— begin Extracted data —
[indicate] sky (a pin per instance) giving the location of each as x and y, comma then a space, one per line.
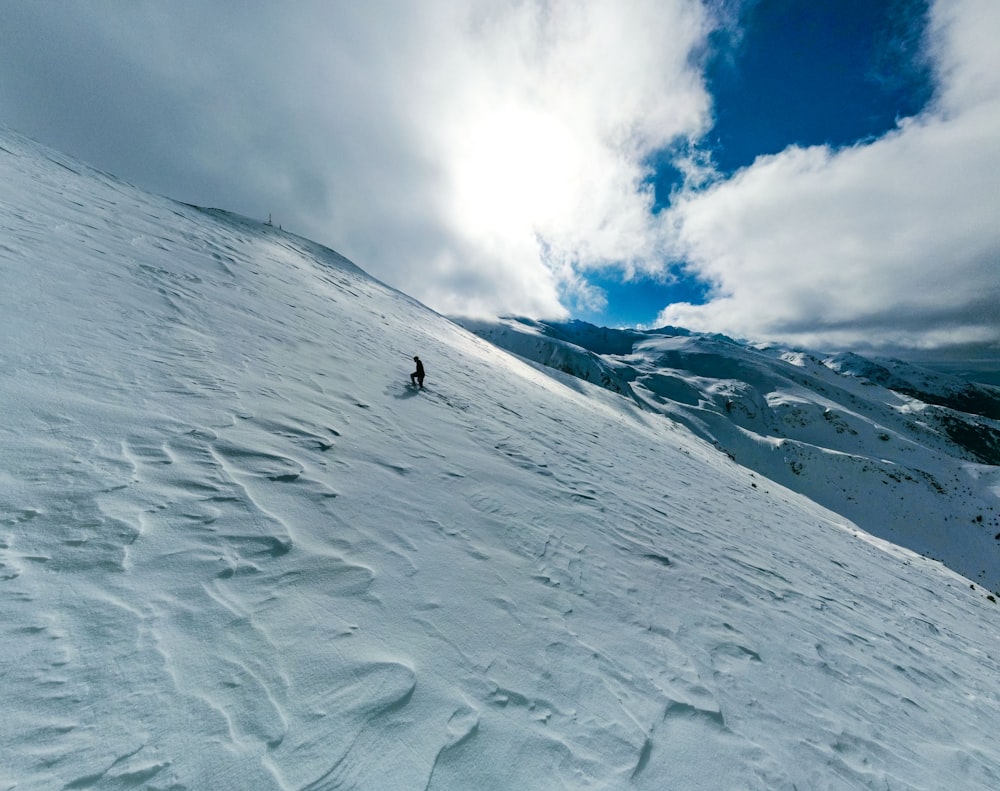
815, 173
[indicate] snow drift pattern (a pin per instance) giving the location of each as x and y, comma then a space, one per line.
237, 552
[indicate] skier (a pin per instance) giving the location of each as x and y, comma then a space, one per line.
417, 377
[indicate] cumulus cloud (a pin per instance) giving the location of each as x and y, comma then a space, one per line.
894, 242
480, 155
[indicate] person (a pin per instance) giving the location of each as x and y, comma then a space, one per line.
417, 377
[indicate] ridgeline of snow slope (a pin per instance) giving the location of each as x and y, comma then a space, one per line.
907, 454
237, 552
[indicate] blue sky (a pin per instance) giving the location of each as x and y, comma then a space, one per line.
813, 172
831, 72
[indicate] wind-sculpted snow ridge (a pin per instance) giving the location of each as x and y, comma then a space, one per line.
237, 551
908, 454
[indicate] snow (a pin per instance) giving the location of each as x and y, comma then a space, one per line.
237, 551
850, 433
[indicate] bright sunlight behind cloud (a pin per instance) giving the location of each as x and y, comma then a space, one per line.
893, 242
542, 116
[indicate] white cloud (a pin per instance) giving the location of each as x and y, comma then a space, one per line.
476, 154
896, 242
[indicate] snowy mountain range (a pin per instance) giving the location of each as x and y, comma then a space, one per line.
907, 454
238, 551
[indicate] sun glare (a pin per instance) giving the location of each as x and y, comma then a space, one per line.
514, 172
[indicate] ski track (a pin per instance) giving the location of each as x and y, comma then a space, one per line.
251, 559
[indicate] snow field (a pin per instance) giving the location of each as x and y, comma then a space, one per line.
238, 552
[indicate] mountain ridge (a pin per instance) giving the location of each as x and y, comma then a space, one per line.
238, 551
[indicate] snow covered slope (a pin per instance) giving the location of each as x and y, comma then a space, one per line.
— end Extracted data —
— begin Extracted data —
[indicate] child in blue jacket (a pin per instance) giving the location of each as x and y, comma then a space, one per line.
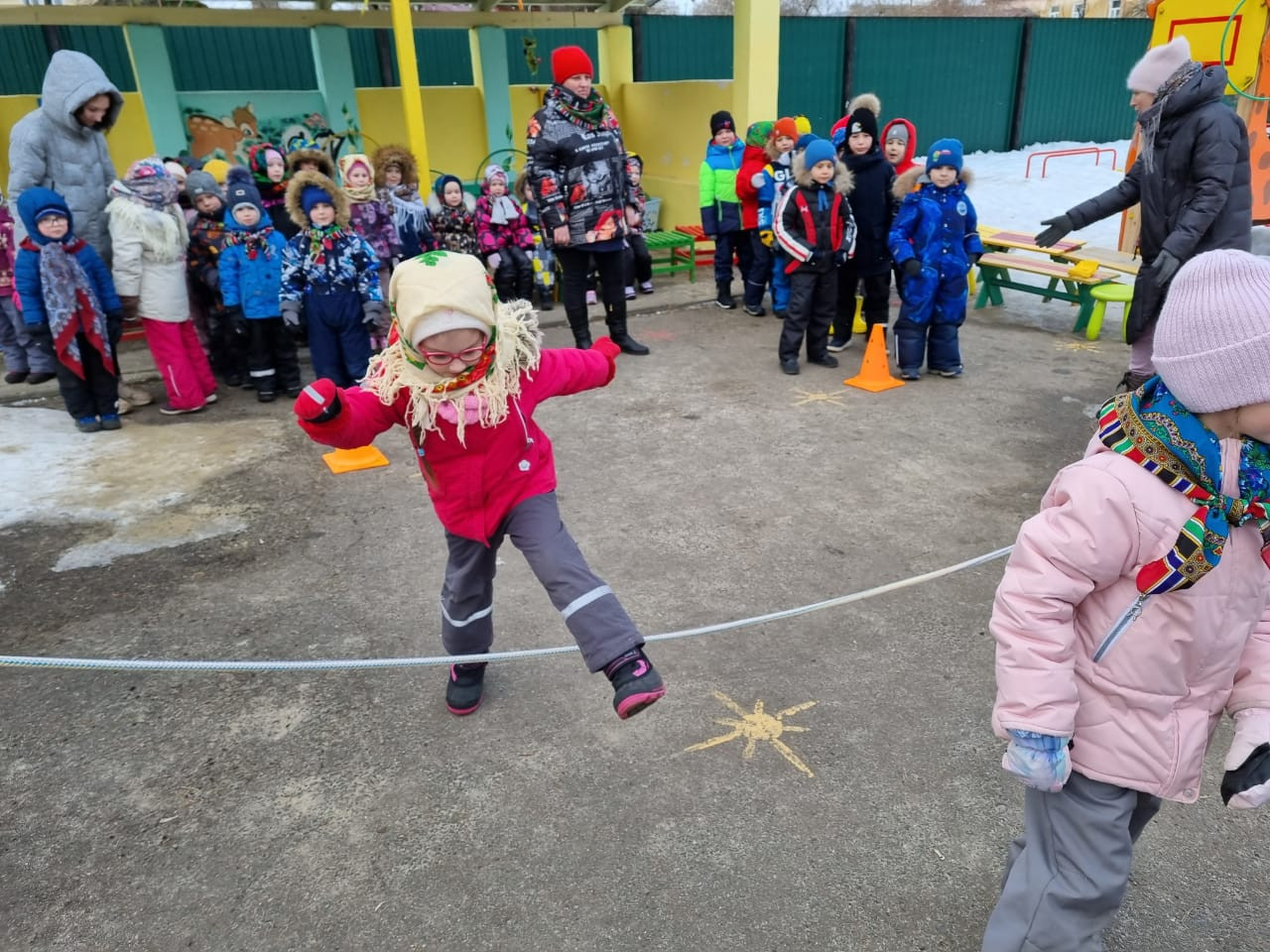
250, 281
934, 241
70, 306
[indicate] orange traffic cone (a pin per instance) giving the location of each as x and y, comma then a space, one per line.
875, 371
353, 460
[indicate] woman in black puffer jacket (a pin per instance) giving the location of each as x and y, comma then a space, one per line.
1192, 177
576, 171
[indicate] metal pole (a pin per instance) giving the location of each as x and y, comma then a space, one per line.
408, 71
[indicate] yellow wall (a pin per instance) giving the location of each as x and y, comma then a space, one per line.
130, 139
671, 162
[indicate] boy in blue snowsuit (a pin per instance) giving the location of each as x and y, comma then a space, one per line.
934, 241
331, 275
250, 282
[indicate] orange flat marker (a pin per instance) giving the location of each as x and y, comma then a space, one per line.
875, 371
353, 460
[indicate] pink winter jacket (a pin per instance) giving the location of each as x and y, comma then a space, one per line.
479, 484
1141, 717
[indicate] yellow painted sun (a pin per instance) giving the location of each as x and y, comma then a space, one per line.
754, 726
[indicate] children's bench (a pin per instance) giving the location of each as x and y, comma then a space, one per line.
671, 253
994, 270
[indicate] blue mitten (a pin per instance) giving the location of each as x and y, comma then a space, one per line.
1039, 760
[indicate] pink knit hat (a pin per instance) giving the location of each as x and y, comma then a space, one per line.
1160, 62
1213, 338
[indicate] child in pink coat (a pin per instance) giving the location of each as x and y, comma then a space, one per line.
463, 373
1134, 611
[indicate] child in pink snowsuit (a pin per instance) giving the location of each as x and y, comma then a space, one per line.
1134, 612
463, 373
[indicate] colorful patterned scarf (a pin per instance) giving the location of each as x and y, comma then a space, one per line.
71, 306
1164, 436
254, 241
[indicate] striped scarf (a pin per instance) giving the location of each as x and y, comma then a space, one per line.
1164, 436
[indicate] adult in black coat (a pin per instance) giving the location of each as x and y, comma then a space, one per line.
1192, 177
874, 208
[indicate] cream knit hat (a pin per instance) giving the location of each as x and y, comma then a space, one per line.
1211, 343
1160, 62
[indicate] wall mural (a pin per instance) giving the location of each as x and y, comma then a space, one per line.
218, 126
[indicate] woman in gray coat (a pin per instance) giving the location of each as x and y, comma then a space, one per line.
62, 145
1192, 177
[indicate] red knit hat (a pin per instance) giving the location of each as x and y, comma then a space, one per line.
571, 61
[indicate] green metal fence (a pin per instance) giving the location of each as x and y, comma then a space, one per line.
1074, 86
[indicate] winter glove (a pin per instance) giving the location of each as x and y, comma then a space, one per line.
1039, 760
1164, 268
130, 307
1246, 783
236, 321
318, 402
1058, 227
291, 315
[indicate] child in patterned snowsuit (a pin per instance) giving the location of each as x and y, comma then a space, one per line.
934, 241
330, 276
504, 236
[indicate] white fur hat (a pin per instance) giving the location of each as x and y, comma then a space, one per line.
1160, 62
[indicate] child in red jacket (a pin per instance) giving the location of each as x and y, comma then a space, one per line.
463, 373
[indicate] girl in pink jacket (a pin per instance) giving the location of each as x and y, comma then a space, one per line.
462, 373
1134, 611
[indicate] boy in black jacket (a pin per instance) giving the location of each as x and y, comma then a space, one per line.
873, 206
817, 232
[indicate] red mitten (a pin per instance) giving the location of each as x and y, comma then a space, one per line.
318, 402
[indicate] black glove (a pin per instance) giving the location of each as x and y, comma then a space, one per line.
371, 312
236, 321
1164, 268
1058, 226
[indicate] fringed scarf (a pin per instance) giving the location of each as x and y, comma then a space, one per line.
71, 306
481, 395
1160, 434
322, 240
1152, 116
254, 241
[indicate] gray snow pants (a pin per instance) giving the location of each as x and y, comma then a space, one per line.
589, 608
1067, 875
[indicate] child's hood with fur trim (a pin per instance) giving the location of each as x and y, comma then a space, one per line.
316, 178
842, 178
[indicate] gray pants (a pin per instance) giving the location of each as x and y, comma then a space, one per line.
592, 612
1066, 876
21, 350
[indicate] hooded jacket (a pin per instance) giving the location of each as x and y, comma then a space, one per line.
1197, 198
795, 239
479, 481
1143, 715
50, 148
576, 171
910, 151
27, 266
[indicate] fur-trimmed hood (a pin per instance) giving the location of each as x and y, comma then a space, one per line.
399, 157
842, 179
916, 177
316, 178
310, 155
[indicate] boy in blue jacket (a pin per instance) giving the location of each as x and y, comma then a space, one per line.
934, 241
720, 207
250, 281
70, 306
— end Extracted data —
How many lines of the entries above contain the string "mitten"? Case counts, and the reply is the number alone.

## [Expected answer]
2